:: Document excerpt ::
Ediacaran type preservation
All but the smallest fraction of the fossil record consists of the robust skeletal matter of decayed corpses. Hence, since Ediacaran biota had soft bodies and no skeletons, their abundant preservation is surprising. The absence of burrowing creatures living in the sediments undoubtedly helped; since after the evolution of these organisms in the Cambrian, soft-bodied impressions were usually disturbed before they could fossilize.
Microbial mats are areas of sediment stabilised by the presence of colonies of microbes, which secrete sticky fluids or otherwise bind the sediment particles. They appear to migrate upwards when covered by a thin layer of sediment, but this is an illusion caused by the colony's growth; individuals do not, themselves, move. If too thick a layer of sediment is deposited before they can grow or reproduce through it, parts of the colony will die, leaving behind fossils with a characteristically wrinkled "elephant skin" texture. Most Ediacaran strata with the "elephant skin" texture characteristic of microbial mats contain fossils, and Ediacaran fossils are almost never found in beds that do not contain these microbial mats. Although microbial mats were once widespread, the evolution of grazing organisms in the Cambrian vastly reduced their numbers, and these communities are now limited to inhospitable refugia where predators cannot survive long enough to eat them.
:::
:: Listed records ::
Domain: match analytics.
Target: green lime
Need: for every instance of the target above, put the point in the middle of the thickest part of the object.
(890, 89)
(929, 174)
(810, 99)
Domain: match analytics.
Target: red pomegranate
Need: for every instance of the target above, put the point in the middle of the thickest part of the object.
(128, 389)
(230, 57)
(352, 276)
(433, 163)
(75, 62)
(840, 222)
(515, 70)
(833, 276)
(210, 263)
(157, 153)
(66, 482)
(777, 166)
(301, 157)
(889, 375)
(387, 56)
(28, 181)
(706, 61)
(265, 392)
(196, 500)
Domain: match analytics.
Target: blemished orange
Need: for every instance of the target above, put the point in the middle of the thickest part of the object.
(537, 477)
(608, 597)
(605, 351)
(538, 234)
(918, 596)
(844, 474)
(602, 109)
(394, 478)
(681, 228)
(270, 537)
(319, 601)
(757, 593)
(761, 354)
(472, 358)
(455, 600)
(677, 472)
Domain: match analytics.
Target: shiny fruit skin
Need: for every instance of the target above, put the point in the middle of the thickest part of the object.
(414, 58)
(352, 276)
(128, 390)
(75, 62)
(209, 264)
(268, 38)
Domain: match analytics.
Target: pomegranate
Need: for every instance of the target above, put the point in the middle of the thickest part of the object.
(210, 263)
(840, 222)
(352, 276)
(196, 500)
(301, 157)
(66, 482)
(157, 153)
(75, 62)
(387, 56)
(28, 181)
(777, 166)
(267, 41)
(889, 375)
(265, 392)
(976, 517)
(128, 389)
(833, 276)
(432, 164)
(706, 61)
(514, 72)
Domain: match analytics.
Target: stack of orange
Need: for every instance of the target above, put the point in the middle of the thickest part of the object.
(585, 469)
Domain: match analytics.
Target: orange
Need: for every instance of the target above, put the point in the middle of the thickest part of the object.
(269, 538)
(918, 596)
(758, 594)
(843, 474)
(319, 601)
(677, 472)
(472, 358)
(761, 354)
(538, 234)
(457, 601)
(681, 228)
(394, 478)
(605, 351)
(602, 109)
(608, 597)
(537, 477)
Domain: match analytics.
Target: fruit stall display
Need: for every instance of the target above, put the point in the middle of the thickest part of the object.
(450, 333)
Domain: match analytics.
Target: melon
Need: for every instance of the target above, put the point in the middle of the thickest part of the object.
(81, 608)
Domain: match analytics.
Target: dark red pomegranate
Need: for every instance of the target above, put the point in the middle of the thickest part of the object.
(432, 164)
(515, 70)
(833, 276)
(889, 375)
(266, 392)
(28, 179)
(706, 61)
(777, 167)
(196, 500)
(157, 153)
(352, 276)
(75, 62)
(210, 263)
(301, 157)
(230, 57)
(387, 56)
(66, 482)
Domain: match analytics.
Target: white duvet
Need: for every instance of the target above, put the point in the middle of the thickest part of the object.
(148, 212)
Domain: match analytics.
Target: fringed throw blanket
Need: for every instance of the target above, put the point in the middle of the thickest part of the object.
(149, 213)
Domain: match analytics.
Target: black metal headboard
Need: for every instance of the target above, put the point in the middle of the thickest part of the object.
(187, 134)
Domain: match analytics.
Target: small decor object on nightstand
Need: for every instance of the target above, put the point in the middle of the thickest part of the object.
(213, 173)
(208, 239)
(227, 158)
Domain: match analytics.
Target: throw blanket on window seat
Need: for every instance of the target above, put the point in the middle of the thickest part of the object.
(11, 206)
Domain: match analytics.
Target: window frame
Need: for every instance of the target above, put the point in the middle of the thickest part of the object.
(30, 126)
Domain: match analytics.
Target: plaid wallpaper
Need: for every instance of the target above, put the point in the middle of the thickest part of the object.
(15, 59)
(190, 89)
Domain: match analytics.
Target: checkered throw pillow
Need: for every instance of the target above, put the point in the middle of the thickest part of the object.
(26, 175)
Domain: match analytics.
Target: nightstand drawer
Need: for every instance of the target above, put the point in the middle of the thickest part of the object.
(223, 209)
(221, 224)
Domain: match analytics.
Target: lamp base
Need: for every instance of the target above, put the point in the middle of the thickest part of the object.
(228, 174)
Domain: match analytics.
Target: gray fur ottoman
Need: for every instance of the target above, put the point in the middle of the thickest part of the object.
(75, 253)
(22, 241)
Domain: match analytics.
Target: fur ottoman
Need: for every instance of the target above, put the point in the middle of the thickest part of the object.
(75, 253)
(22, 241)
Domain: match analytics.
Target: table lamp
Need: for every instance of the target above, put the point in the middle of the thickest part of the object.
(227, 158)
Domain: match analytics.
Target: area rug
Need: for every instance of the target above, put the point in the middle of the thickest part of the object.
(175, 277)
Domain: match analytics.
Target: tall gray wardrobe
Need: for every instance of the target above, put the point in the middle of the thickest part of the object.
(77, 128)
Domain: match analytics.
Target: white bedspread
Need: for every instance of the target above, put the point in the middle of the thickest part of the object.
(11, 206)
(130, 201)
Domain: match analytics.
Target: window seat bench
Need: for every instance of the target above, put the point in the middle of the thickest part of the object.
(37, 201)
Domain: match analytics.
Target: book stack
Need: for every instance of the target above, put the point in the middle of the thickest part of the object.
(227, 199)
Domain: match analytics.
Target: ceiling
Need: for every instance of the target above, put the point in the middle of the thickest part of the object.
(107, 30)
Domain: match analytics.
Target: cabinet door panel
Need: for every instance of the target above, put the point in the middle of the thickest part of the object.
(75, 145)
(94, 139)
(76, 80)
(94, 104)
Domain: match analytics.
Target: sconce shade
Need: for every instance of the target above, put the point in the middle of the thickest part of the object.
:::
Edit the passage on Ediacaran fossil preservation from "Ediacaran type preservation" to "they could fossilize.", replacing "corpses" with "remains".

Output below —
Ediacaran type preservation
All but the smallest fraction of the fossil record consists of the robust skeletal matter of decayed remains. Hence, since Ediacaran biota had soft bodies and no skeletons, their abundant preservation is surprising. The absence of burrowing creatures living in the sediments undoubtedly helped; since after the evolution of these organisms in the Cambrian, soft-bodied impressions were usually disturbed before they could fossilize.